# [Exercises]
a) From the text on planning for uncertain times, list the kinds of drivers it names for the likely scenarios to capture.
b) Reproduce the part of the text on planning for uncertain times starting with "In environments or" and going on through "in the game.".
--- Document segment Enclosed Below ---
In environments or times characterized by high uncertainty, it is not advisable to put all your attention and resources on one card. In such environments or times, capture the most likely socially, technologically, legally, and/or politically driven scenarios and take initiatives for each of these likely scenarios simultaneously, but cautiously, without “going all out.” Remain mindful of whether there are shifts in probabilities, and shift your deployed resources according to expectations for the future. This will keep you prepared for the major developments. The more strongly one of the scenarios emerges as probable along the way, the more specifically you can focus your resources on that scenario. By then, you will have “served” other scenarios, but you will not be starting from scratch. You are in the game.
Example 1: In the Corona year 2020, the management of a holiday hotel was concerned that no rooms would be allowed to be rented to guests during the Corona period. As an alternative, the hotel was offered the possibility to rent rooms to the municipality for less money to accommodate people in quarantine. If the hotel management chose this option, it could expect some revenue, but would deny itself the option of occupying the hotel normally.
Management opted for a short-term contract with the municipality that could be terminated at short notice. In this way, management secured some revenue, but could have flipped the switch quickly if the situation eased. It opted for a both/and solution and was able to survive the Corona period by making this decision.
Example 2: When video cassette systems were introduced to the market in the late 1970s, various alternative technologies (the Japanese VHS format, Sony’s Betamax, and VCR or Video 2000 from Grundig and Philips) were available but incompatible. Manufacturers of video recorders committed their equipment to one of these formats without knowing which format would become the standard in the market. In the end, the VHS format prevailed because video stores predominantly offered VHS cassettes. All manufacturers had to have their equipment built by the Japanese manufacturer JVC or acquire a license in order to remain in the market.
The European manufacturers had misjudged the market dynamics and had not influenced them in their own interests. However, they had also not positioned themselves broadly enough to remain capable of acting in the event that another format became established.
Example 3: A machine manufacturer produces machines that are used worldwide. In order to diagnose faults on the machines in the field, the company has to send specialists to all the countries to which it sells machines. Alternatively, technology that is now available enables remote diagnostics. Sensors can send data over the Internet to maintenance at the machine builder’s plant. In addition, camera images can be sent. This means that in many cases diagnosis can be carried out without the need for travel. Spare parts can be shipped to customers for on-site assembly. It is still unclear whether customers will embrace this technology or want to see a technician from the machine builder on site. Will customers order new machines when they learn that a technician will not visit them in the event of a machine failure?
Because the development is still unclear, the machine builder is opting for both: on-site service is being expanded and remote maintenance is being developed. Time will tell whether remote maintenance can be implemented.
The success of initiative portfolio strategies depends on a disciplined release of stagegates, i. e. development phases, requiring for a defined decision-making process for innovations and for a good market research.
--- End of Enclosed Document segment ---
--- Input data Enclosed Below ---
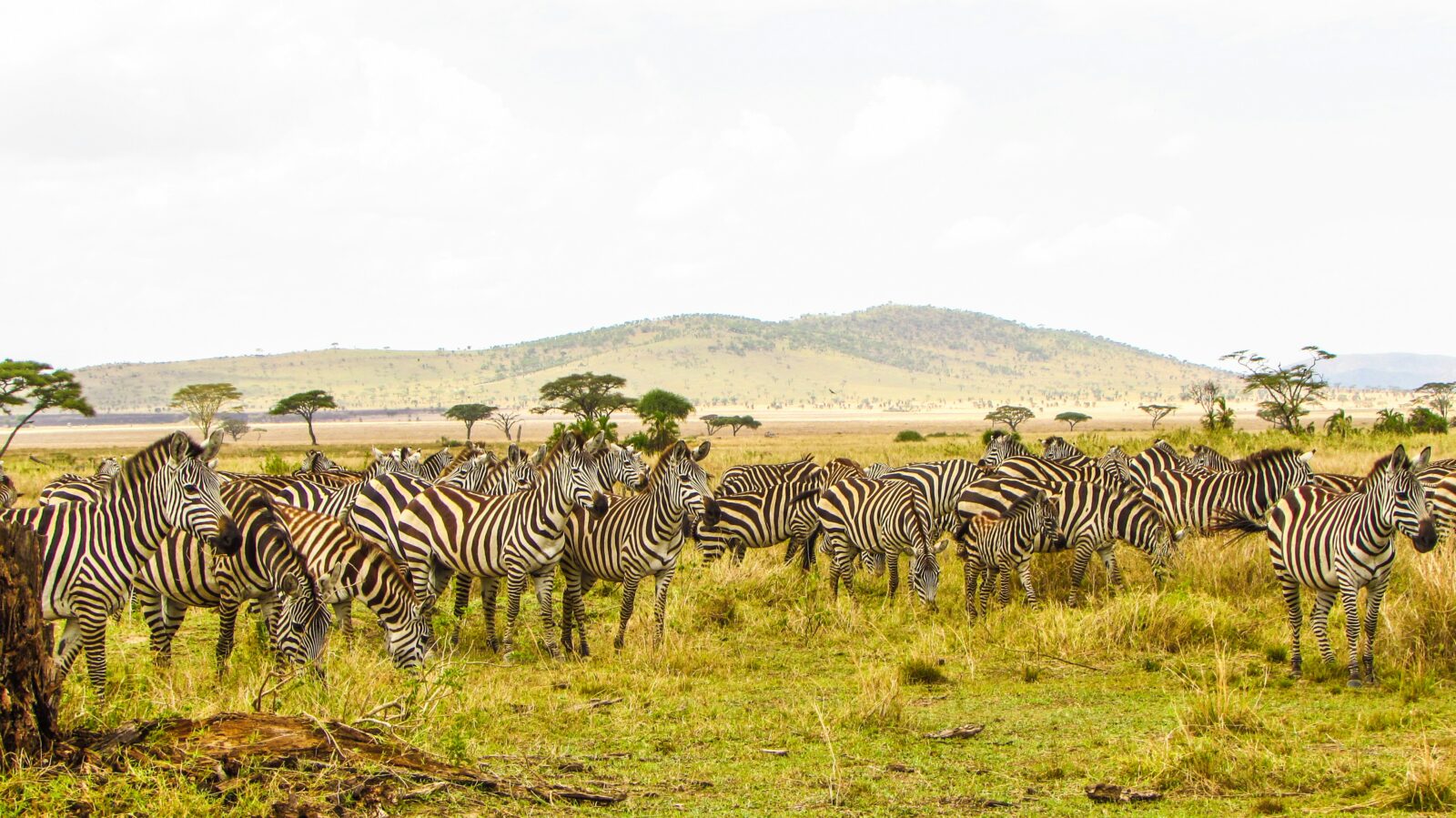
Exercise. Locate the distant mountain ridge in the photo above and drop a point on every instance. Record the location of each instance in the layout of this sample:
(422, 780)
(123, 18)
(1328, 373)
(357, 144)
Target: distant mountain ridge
--- End of Enclosed Input data ---
# [Exercise answers]
a) socially, technologically, legally, politically

b)
In environments or times characterized by high uncertainty, it is not advisable to put all your attention and resources on one card. In such environments or times, capture the most likely socially, technologically, legally, and/or politically driven scenarios and take initiatives for each of these likely scenarios simultaneously, but cautiously, without “going all out.” Remain mindful of whether there are shifts in probabilities, and shift your deployed resources according to expectations for the future. This will keep you prepared for the major developments. The more strongly one of the scenarios emerges as probable along the way, the more specifically you can focus your resources on that scenario. By then, you will have “served” other scenarios, but you will not be starting from scratch. You are in the game.